__Goal__.
Copy the lines below word for word, omitting any pictures from your answer.

○ ○ ○ ○

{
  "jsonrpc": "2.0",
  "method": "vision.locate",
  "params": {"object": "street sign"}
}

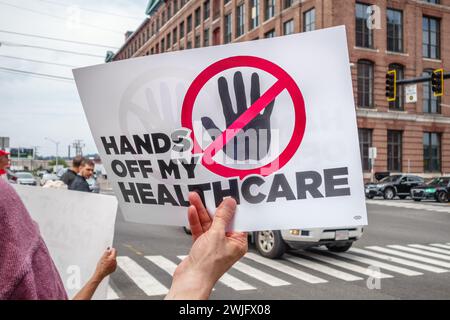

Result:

○ ○ ○ ○

__The response__.
{
  "jsonrpc": "2.0",
  "method": "vision.locate",
  "params": {"object": "street sign"}
}


Result:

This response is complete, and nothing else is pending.